• What the exercise asks
Lines from the one containing "person walking, which" through the last line of the data are to be repeated word for word, both ends included.

• Excerpted records
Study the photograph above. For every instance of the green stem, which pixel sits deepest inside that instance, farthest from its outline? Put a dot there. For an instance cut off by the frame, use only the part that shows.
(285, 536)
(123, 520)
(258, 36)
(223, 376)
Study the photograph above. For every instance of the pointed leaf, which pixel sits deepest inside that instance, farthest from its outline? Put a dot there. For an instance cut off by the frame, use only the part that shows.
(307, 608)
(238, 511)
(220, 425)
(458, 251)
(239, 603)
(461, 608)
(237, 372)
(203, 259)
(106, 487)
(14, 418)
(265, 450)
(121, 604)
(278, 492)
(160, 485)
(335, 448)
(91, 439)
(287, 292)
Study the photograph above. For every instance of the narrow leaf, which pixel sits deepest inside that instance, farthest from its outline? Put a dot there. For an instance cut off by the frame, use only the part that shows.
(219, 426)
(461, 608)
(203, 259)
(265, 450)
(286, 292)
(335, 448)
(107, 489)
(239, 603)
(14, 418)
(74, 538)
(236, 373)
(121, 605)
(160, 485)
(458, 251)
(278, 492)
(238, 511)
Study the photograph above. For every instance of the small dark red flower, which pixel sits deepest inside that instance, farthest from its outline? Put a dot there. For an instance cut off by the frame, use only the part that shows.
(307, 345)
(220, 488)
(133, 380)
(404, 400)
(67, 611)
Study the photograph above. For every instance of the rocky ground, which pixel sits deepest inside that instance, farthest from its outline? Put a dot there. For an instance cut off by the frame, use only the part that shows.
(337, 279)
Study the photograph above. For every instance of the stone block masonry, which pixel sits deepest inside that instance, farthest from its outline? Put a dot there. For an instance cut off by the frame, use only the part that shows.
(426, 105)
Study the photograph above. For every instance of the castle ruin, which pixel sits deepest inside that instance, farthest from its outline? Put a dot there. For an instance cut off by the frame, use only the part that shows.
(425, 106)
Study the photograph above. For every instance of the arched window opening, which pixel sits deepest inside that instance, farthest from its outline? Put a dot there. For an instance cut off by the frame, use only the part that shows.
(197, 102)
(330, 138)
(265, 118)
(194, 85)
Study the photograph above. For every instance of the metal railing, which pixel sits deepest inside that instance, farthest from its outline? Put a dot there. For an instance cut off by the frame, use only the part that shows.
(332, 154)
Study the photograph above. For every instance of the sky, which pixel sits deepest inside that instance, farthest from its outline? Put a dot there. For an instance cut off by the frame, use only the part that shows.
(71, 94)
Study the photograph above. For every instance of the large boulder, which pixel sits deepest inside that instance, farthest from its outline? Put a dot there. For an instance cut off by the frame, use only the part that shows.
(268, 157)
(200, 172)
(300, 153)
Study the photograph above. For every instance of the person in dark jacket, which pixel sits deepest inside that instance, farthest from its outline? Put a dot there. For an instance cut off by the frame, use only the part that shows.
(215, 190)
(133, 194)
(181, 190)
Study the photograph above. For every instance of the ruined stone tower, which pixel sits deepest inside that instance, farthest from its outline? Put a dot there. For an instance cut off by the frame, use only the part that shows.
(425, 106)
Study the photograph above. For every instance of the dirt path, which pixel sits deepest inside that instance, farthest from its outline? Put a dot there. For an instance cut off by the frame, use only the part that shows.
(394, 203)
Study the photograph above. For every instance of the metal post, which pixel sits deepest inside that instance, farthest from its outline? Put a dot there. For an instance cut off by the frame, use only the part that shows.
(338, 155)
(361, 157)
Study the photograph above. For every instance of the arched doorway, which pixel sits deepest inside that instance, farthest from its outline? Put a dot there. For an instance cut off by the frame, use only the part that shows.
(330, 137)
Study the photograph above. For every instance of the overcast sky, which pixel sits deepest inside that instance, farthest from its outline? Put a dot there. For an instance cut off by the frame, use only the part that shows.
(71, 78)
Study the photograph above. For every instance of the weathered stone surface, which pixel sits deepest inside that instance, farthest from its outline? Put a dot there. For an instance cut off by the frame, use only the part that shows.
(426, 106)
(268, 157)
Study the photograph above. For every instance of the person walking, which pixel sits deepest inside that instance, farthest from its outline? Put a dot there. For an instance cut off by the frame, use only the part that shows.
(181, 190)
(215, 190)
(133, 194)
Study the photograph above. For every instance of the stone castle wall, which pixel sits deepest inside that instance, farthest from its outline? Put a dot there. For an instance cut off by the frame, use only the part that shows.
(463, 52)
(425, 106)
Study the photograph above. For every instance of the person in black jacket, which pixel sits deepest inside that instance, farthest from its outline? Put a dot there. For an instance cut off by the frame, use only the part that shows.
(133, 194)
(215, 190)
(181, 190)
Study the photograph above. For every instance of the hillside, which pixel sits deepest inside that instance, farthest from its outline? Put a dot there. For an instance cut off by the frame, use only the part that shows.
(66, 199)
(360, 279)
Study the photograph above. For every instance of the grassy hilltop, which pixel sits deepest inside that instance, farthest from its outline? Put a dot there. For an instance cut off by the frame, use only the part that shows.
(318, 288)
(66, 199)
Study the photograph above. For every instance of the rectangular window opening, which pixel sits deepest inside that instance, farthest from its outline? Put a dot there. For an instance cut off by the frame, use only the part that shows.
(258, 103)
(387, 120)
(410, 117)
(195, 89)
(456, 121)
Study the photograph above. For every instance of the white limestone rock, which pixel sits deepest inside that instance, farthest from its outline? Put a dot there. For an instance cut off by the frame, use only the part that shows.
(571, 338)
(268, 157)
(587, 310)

• Result for this exercise
Study the photograph above. For every instance of the person walking, which pixel sits deepest inside that instance, farthest from its outline? Put a dot there. For an instance cut off by the frame, use only the part that shows.
(181, 190)
(215, 190)
(133, 194)
Study the photograph above. For every instance of the stone castle wall, which pixel sits deepest inside that instance, farthest from its outline? Put a dot there. For an instance cut off by the frame, use only the part that shows.
(463, 52)
(425, 106)
Study the photograph above. For every instance of the person in black jacket, which pixel sits deepest inside that instance, farthest from its outline? Put a dot there. For an instance cut off by the frame, use only the part that shows.
(133, 194)
(215, 190)
(181, 190)
Study the photograph above. For every instance of the hillside, which pixel sits deepest inside that instance, farthest from its outline? Put a dot there. For an instance cut off by the frame, use only the part that shows.
(66, 199)
(360, 279)
Study the photograph above. For every instance of the grassy hilltop, which pixel sits deepest inside that instance, farthest from its outline? Put a dot there. For an instance cut off by the frame, use only the part that shows.
(318, 288)
(66, 199)
Study the photograph above. For every instance of the rectangular window opening, which pixel sits deepest inside that instance, farthest from its outline? Put a dot there. For an instance cut off by the frame, use only the part that shows.
(258, 103)
(387, 120)
(410, 117)
(195, 89)
(456, 121)
Study the photograph above. For every instance of the white limestone rock, which pixel sits deepest inside that instance, farthest from its outline? Put a dot there. For an instance cut off by the frame, use only the part that shows.
(571, 338)
(268, 157)
(587, 310)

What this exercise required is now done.